#### [EXERCISE REQUIREMENTS]
Begin your copy at the line holding "# pick out each" and end it at the last line of the listing. Keep every line exact and leave out the pictures.

#### [MATERIAL PROVIDED]
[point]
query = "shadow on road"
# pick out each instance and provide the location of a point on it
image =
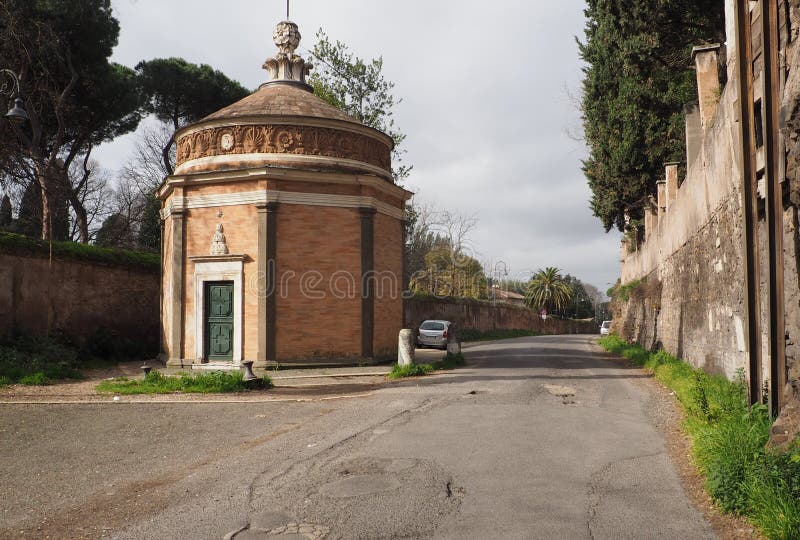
(541, 358)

#### [SOLUTION BELOW]
# pick out each instance and provide the location of a point on it
image =
(541, 358)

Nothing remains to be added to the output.